All you know is that if you access buff as an unsigned int, you will get the same value that you previously stored in there, but it is not safe to assume any particular byte order.
So basically your code has undefined behavior.
Given that signed and unsigned ints use the same registers, etc., and just interpret bit patterns differently, and C chars are basically just 8-bit ints, what's the difference between signed and unsigned chars in C? I understand that the signedness of char is implementation defined, and I simply can't understand how it could ever make a difference, at least when char is used to hold strings instead of to do math.
It won't make a difference for strings. But in C you can use a char to do math, when it will make a difference.
In fact, when working in constrained memory environments, like embedded 8 bit applications a char will often be used to do math, and then it makes a big difference. This is because there is no byte type by default in C.
In terms of the values they represent:
unsigned char:
spans the value range 0..255 (00000000..11111111)
values overflow around low edge as:
0 - 1 = 255 (00000000 - 00000001 = 11111111)
values overflow around high edge as:
255 + 1 = 0 (11111111 + 00000001 = 00000000)

## DATASET SECTION
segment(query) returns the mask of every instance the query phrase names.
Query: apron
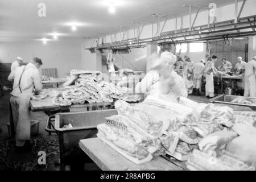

## TO DO
- 1) Answer these questions using the excerpt on signed and unsigned chars in C:
(a) For what use does the signedness of char make no difference?
(b) Why is a char often used for math in embedded 8-bit applications?
(c) What value range does an unsigned char span?
- 2) Pick up the excerpt on signed and unsigned chars in C after its last line and carry it forward.
The listing plays no part in this work.

## PER-TASK ANSWERS
- 1)
(a) It makes no difference when char is used to hold strings.
(b) C has no byte type by default.
(c) It spans 0..255 (00000000..11111111).

- 2)
bitwise right shift operator (>>) does a logical shift:
10000000 >> 1 = 01000000 (128 / 2 = 64)
signed char:
spans the value range -128..127 (10000000..01111111)
values overflow around low edge as:
-128 - 1 = 127 (10000000 - 00000001 = 01111111)
values overflow around high edge as:
127 + 1 = -128 (01111111 + 00000001 = 10000000)
bitwise right shift operator (>>) does an arithmetic shift:
10000000 >> 1 = 11000000 (-128 / 2 = -64)
I included the binary representations to show that the value wrapping behaviour is pure, consistent binary arithmetic and has nothing to do with a char being signed/unsigned (expect for right shifts).
Update
Some implementation-specific behaviour mentioned in the comments:
char != signed char. The type "char" without "signed" or "unsinged" is implementation-defined which means that it can act like a signed or unsigned type.
Signed integer overflow leads to undefined behavior where a program can do anything, including dumping core or overrunning a buffer.
#include <stdio.h>
int main(int argc, char** argv)
{
char a = 'A';
char b = 0xFF;
signed char sa = 'A';
signed char sb = 0xFF;
unsigned char ua = 'A';
unsigned char ub = 0xFF;
printf("a > b: %s\n", a > b ? "true" : "false");
printf("sa > sb: %s\n", sa > sb ? "true" : "false");
printf("ua > ub: %s\n", ua > ub ? "true" : "false");
return 0;
}
[root]# ./a.out
a > b: true
sa > sb: true
ua > ub: false
It's important when sorting strings.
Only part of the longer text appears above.